TASK INSTRUCTIONS ▸ Render the material as a JSON list of strings, one string per line, beginning at the line that contains "Report the location of every instance of the safety" and stopping after the line that contains "Query: person in white shirt". Omit blank lines, and leave the pictures out of the answer.

SUPPLIED RECORDS ▸
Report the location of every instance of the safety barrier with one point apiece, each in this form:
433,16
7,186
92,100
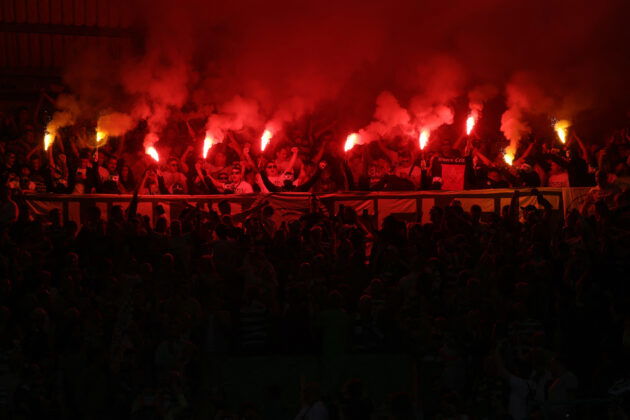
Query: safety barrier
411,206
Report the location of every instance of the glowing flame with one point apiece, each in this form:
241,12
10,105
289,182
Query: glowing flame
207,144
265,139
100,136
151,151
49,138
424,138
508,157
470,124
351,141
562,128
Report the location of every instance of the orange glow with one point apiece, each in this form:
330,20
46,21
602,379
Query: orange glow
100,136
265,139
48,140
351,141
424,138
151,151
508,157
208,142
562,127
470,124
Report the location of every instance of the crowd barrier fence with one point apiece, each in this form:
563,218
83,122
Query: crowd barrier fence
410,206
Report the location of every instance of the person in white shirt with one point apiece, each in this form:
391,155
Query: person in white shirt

--

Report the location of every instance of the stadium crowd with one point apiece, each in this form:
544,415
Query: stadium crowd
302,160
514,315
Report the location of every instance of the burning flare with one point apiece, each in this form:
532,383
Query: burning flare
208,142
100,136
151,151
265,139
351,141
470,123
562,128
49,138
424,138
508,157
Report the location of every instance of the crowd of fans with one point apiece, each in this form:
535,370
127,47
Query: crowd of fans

EXERCISE ANSWER ▸
[
  "Report the location of every instance of the safety barrier with one point apiece, each in this form:",
  "433,16",
  "7,186",
  "92,100",
  "Query: safety barrier",
  "411,206",
  "Report the location of every instance of the glowing flame with one point apiece, each in this form:",
  "241,12",
  "10,105",
  "289,182",
  "Query: glowing flame",
  "207,144",
  "265,139",
  "100,136",
  "151,151",
  "49,138",
  "424,138",
  "508,157",
  "470,124",
  "351,141",
  "562,128",
  "Report the location of every instance of the orange glow with one point apiece, each in this form:",
  "330,20",
  "46,21",
  "602,379",
  "Query: orange glow",
  "100,136",
  "265,139",
  "48,140",
  "351,141",
  "424,138",
  "151,151",
  "508,157",
  "208,142",
  "562,127",
  "470,124",
  "Report the location of every instance of the crowd barrier fence with one point apiece, each in this form:",
  "563,218",
  "83,122",
  "Query: crowd barrier fence",
  "410,206",
  "Report the location of every instance of the person in white shirt with one point apiece, each in this form:",
  "391,155",
  "Query: person in white shirt"
]